= ASSIGNMENT =
Pull the full text on Cairns and Guam out of the page below and reproduce it word for word.

::: SELECTED TEXT

Upscale restaurants in Cairns are double the price.  
And even professional services (engineering, architecture, etc) are overpriced as well.

An outreach to Cairns trades during the worst of the downturn (2006-2007) found not one tradie willing to work US hours on major construction projects underway there. 

So why is Graham Poon flogging the idea of ANOTHER trade mission to Guam?  He was spectacularly unsuccessful in getting any appreciable trade when he was employed by the Australian government.  

Hard to know. . . .

Guam has few visits from the Mainland Chinese yet, but not
for lack of trying.  The US government does not allow Mainland Chinese to travel visa-free to America, knowing full well that a large percentage use tourist visas as a pretext to illegally migrate there.  However Guam has proposed changes in their passenger documentation regime which would require Guam visitors transiting to Hawaii or the US mainland to have documentation rechecked before travel to those locations.

If Chinese were allowed to travel to Guam as easy as they can travel to Australia, we'll see travel numbers to Cairns fall.  With the more substantial beachfront hotel (not holiday-letting apartments that the Chinese abhor) infrastructure and cheaper pricing, the Chinese, like the Japanese and Koreans, will have even less reason to come to Cairns.

And if they should build a casino on Guam. . . .?

Oh, and the current Guam price for petrol?  AU$1.21/litre.  And the Guamanians find their petrol price very high because it comes from Singapore (like ours) instead of the US Mainland.


Anonymous said...

::::::
::: RECORD SET

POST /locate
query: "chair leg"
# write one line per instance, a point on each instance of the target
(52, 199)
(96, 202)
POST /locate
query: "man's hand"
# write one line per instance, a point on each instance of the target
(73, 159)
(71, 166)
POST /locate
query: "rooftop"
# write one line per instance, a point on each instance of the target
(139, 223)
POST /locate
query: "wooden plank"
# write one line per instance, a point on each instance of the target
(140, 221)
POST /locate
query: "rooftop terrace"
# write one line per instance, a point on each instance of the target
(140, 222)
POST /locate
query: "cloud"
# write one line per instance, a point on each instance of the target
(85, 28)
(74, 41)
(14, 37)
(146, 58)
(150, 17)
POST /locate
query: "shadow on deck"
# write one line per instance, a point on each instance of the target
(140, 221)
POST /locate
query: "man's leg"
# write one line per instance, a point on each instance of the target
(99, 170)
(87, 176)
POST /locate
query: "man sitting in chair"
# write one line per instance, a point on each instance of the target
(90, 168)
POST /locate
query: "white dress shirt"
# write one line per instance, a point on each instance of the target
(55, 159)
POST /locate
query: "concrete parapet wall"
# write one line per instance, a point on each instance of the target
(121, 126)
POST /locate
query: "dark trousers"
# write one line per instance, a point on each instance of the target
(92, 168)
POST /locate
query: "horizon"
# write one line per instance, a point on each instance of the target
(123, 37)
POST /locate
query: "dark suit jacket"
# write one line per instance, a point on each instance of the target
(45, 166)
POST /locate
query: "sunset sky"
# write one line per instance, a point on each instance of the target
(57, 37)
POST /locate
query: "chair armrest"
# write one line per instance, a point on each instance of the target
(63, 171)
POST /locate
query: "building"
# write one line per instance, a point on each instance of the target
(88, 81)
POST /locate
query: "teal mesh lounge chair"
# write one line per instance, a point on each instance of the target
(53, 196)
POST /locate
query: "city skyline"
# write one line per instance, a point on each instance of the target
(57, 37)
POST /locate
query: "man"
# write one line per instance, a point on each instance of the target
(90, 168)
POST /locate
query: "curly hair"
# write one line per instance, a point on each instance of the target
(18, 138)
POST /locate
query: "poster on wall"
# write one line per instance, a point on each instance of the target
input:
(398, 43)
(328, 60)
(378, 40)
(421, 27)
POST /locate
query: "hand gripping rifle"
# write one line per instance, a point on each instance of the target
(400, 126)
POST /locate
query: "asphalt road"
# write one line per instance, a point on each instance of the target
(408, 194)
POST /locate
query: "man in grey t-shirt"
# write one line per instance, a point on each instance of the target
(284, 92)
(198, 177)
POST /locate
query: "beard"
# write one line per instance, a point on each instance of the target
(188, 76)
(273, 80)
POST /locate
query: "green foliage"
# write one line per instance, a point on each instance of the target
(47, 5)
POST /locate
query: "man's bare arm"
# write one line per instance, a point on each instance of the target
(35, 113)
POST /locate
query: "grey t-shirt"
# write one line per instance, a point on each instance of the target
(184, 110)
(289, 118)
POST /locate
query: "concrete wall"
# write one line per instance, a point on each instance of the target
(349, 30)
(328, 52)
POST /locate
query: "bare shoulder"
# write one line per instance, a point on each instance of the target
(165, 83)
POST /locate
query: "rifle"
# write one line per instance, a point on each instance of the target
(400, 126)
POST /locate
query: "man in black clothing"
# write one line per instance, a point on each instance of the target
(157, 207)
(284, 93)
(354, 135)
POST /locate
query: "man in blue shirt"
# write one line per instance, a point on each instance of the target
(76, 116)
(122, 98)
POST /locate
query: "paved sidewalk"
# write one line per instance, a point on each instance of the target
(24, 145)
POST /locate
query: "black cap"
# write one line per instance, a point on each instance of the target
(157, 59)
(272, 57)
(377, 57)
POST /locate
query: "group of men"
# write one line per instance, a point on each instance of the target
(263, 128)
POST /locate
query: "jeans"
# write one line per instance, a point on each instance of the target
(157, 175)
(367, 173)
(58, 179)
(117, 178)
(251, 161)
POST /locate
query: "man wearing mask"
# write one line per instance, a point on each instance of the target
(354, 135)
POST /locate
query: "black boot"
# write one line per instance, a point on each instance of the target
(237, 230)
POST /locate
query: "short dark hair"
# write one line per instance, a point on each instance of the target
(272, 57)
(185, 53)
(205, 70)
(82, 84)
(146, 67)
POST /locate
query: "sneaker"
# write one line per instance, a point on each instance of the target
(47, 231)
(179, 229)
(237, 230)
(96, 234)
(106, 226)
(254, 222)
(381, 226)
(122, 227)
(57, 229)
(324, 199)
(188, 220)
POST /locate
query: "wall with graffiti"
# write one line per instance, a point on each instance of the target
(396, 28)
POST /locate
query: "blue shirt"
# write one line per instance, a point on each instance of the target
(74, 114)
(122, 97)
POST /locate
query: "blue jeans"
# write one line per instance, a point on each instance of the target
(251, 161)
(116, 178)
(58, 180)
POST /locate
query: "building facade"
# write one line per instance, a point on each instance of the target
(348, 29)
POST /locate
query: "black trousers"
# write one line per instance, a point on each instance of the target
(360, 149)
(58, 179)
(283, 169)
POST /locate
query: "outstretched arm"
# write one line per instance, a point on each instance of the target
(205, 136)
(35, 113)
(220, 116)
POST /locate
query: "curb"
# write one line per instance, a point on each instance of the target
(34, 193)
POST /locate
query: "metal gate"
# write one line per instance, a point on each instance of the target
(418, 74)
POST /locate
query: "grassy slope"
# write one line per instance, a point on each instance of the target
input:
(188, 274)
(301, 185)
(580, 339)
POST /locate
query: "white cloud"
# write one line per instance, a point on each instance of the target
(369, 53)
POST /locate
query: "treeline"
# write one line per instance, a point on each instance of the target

::::::

= RESPONSE TO THIS TASK =
Upscale restaurants in Cairns are double the price.  
And even professional services (engineering, architecture, etc) are overpriced as well.

An outreach to Cairns trades during the worst of the downturn (2006-2007) found not one tradie willing to work US hours on major construction projects underway there. 

So why is Graham Poon flogging the idea of ANOTHER trade mission to Guam?  He was spectacularly unsuccessful in getting any appreciable trade when he was employed by the Australian government.  

Hard to know. . . .

Guam has few visits from the Mainland Chinese yet, but not
for lack of trying.  The US government does not allow Mainland Chinese to travel visa-free to America, knowing full well that a large percentage use tourist visas as a pretext to illegally migrate there.  However Guam has proposed changes in their passenger documentation regime which would require Guam visitors transiting to Hawaii or the US mainland to have documentation rechecked before travel to those locations.

If Chinese were allowed to travel to Guam as easy as they can travel to Australia, we'll see travel numbers to Cairns fall.  With the more substantial beachfront hotel (not holiday-letting apartments that the Chinese abhor) infrastructure and cheaper pricing, the Chinese, like the Japanese and Koreans, will have even less reason to come to Cairns.

And if they should build a casino on Guam. . . .?

Oh, and the current Guam price for petrol?  AU$1.21/litre.  And the Guamanians find their petrol price very high because it comes from Singapore (like ours) instead of the US Mainland.


Anonymous said...